» TASK DETAILS
Determine how many of the lines below contain the string "cluster", with uppercase and lowercase letters treated as distinct. Give only the number.

» PROVIDED DATA
## BEGIN

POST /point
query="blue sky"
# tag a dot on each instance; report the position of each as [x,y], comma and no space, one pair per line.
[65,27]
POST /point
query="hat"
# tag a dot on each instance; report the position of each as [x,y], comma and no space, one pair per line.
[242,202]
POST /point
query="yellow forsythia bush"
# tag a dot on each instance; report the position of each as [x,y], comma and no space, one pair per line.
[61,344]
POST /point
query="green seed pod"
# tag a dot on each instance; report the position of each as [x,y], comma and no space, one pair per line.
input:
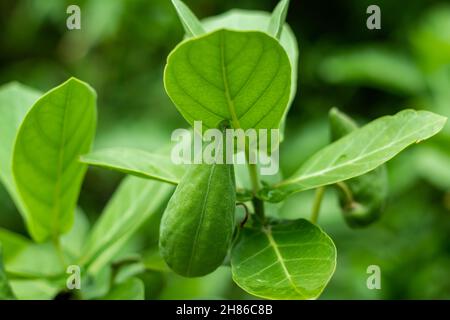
[198,224]
[363,198]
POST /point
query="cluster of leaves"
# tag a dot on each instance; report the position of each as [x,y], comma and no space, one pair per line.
[240,67]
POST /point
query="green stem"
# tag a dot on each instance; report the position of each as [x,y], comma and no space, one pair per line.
[59,250]
[346,190]
[317,203]
[257,203]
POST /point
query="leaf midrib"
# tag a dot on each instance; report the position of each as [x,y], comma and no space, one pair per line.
[230,102]
[267,231]
[59,170]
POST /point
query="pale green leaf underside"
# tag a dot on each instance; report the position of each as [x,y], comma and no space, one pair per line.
[243,77]
[292,260]
[363,150]
[250,20]
[136,162]
[191,24]
[15,101]
[278,18]
[133,204]
[55,132]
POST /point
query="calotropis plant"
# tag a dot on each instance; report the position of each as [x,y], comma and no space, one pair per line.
[239,68]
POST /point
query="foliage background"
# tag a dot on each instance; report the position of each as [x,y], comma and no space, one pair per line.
[121,51]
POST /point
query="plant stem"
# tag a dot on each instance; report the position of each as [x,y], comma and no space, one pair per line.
[257,203]
[317,203]
[57,244]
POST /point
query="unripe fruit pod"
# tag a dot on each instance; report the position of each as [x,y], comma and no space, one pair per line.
[369,191]
[198,223]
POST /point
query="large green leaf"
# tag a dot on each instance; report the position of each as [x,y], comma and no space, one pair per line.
[5,289]
[290,260]
[55,132]
[136,162]
[258,20]
[360,152]
[133,204]
[15,101]
[27,259]
[191,24]
[240,76]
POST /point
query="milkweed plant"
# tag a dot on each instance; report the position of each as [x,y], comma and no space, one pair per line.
[233,71]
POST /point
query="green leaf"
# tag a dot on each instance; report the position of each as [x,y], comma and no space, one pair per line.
[278,19]
[290,260]
[376,67]
[247,20]
[359,152]
[136,162]
[243,77]
[5,289]
[36,289]
[15,101]
[363,198]
[132,205]
[55,132]
[27,259]
[191,24]
[131,289]
[153,260]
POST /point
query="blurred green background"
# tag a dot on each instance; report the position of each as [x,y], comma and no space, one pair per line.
[121,51]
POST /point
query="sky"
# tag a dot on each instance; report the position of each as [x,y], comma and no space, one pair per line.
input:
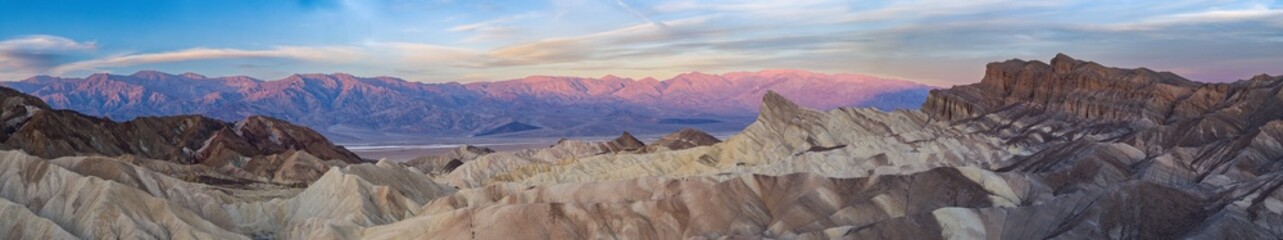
[938,42]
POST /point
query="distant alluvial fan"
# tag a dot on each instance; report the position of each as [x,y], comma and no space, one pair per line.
[1066,149]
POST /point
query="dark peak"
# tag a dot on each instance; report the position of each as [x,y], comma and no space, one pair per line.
[150,75]
[693,134]
[1064,63]
[611,77]
[626,141]
[774,103]
[99,76]
[1263,77]
[685,139]
[193,76]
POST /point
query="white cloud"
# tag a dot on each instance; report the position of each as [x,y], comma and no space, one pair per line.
[45,42]
[35,54]
[1206,17]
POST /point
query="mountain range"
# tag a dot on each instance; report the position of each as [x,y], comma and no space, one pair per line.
[1060,149]
[352,108]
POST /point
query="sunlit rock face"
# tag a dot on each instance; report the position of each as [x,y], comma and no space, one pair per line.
[366,108]
[1062,150]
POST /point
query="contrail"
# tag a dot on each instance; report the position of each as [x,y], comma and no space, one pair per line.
[626,7]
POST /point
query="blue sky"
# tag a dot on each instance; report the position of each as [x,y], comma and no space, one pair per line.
[933,41]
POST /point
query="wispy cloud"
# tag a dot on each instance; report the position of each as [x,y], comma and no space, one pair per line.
[935,41]
[300,53]
[493,30]
[639,14]
[33,54]
[1259,13]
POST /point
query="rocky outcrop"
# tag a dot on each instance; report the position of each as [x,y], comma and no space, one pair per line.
[1028,153]
[683,139]
[36,128]
[344,105]
[444,163]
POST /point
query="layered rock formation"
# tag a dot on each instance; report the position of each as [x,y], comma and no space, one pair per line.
[1064,150]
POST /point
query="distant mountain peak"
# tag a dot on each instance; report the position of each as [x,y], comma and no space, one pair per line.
[193,76]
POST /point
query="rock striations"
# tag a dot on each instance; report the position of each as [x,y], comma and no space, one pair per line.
[1062,150]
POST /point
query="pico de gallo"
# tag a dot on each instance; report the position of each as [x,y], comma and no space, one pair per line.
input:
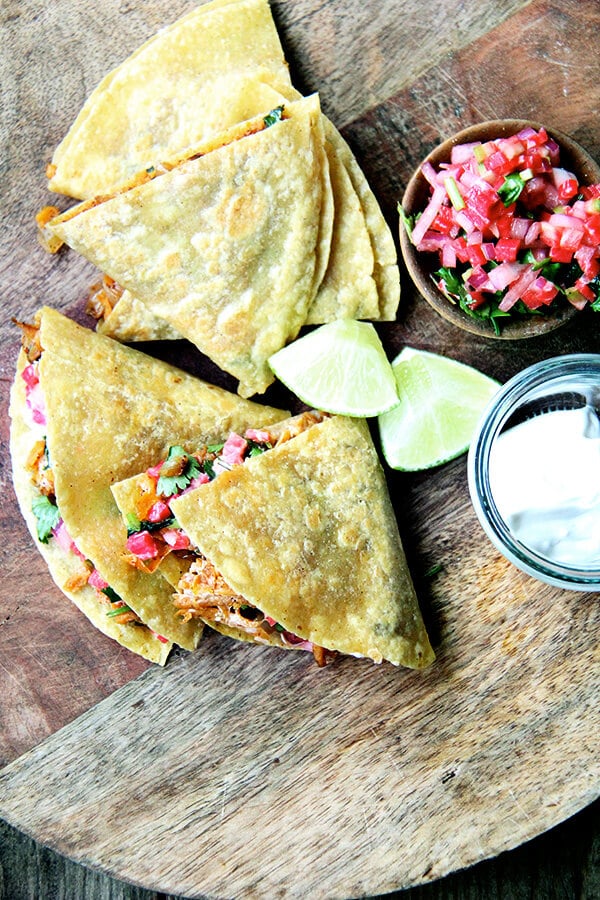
[49,522]
[153,532]
[516,233]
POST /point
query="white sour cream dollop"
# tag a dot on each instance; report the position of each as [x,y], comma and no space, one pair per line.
[545,480]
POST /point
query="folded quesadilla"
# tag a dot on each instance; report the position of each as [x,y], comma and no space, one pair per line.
[86,412]
[283,536]
[228,246]
[217,66]
[191,80]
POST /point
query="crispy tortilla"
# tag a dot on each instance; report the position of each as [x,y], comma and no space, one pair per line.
[111,411]
[130,321]
[190,81]
[64,566]
[226,247]
[306,532]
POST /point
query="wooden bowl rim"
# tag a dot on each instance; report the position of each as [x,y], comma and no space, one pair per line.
[573,156]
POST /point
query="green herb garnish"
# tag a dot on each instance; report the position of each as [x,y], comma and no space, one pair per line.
[511,189]
[118,611]
[46,515]
[255,449]
[111,594]
[407,220]
[185,468]
[274,116]
[208,468]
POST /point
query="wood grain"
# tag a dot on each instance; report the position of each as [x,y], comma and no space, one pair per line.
[356,779]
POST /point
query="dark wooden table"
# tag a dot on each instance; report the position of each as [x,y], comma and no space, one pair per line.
[396,78]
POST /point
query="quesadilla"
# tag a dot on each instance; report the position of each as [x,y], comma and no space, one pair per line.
[228,246]
[87,411]
[292,542]
[191,80]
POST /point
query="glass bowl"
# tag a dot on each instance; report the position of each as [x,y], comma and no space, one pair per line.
[534,464]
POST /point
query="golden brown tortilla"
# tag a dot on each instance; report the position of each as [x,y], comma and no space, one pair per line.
[191,80]
[306,532]
[225,247]
[63,565]
[110,413]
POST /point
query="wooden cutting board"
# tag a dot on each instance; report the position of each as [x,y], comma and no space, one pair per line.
[242,771]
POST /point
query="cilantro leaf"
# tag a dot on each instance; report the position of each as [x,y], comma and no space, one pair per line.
[274,116]
[511,189]
[407,220]
[112,595]
[179,469]
[46,515]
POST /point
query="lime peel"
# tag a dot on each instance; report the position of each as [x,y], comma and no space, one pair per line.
[441,401]
[341,368]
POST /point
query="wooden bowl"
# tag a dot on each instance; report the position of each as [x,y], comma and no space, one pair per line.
[421,266]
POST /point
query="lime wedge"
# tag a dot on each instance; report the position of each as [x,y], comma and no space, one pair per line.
[441,401]
[340,368]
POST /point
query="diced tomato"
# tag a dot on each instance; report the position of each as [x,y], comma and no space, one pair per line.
[507,249]
[444,221]
[234,450]
[585,290]
[476,255]
[540,293]
[143,545]
[560,254]
[96,580]
[30,375]
[159,511]
[492,247]
[592,227]
[175,538]
[499,164]
[257,435]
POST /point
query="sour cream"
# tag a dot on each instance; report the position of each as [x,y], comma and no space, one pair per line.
[544,476]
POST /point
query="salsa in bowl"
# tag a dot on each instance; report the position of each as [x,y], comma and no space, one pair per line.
[500,229]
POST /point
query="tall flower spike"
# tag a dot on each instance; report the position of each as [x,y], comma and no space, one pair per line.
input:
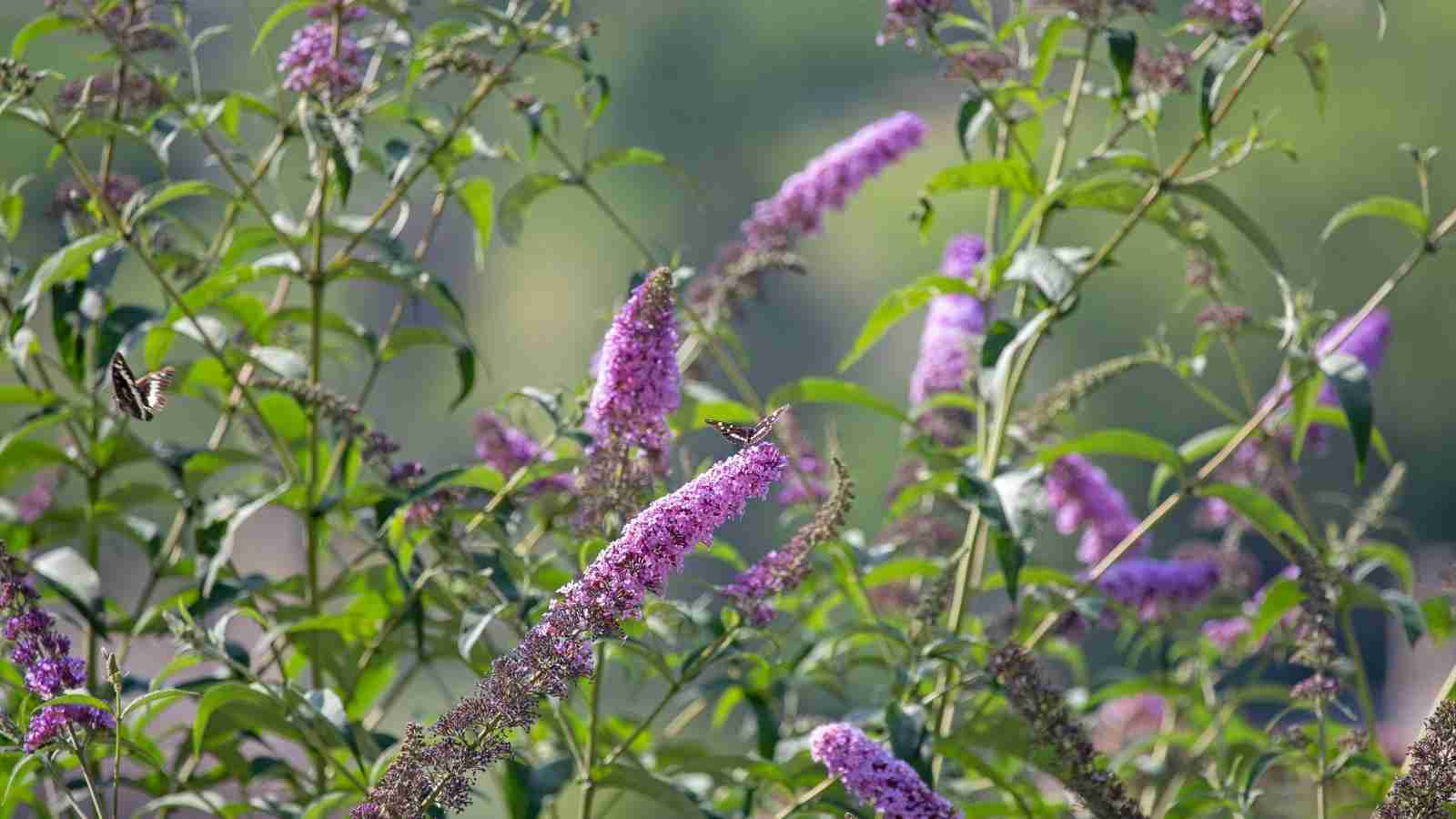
[44,659]
[637,373]
[557,651]
[1082,496]
[875,777]
[781,570]
[829,181]
[953,331]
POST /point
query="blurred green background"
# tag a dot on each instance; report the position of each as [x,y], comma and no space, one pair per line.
[739,95]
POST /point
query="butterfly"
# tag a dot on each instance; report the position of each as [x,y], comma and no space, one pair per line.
[140,398]
[747,435]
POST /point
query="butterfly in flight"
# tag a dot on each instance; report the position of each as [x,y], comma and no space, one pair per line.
[140,398]
[747,435]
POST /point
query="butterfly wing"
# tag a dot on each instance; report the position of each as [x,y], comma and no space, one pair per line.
[153,389]
[124,392]
[733,433]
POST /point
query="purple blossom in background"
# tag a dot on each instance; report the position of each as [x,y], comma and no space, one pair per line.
[805,481]
[44,659]
[637,372]
[557,651]
[903,16]
[954,325]
[310,62]
[830,179]
[1082,496]
[1154,586]
[1228,15]
[507,448]
[1127,719]
[874,775]
[34,503]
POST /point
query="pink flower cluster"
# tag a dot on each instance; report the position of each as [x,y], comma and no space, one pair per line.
[1082,496]
[874,775]
[829,181]
[953,327]
[507,448]
[312,62]
[1228,15]
[1152,586]
[903,16]
[637,370]
[44,659]
[557,651]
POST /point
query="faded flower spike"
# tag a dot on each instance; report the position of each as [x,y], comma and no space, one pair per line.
[1082,496]
[781,570]
[440,763]
[830,179]
[875,777]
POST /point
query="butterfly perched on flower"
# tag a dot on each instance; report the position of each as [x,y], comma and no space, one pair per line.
[140,398]
[747,435]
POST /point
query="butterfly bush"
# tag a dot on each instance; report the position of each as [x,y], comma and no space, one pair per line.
[830,179]
[874,775]
[359,566]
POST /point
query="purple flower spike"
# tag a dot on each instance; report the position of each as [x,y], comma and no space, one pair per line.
[874,775]
[1228,15]
[1154,586]
[507,448]
[829,181]
[44,661]
[953,325]
[313,65]
[557,651]
[637,373]
[1082,496]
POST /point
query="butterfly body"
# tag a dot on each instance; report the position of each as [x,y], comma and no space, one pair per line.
[747,435]
[140,398]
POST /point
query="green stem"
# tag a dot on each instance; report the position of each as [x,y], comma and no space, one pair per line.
[589,787]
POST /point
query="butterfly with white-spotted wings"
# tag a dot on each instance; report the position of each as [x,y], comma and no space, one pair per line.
[140,398]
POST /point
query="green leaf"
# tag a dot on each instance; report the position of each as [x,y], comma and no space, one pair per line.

## END

» FULL OUTPUT
2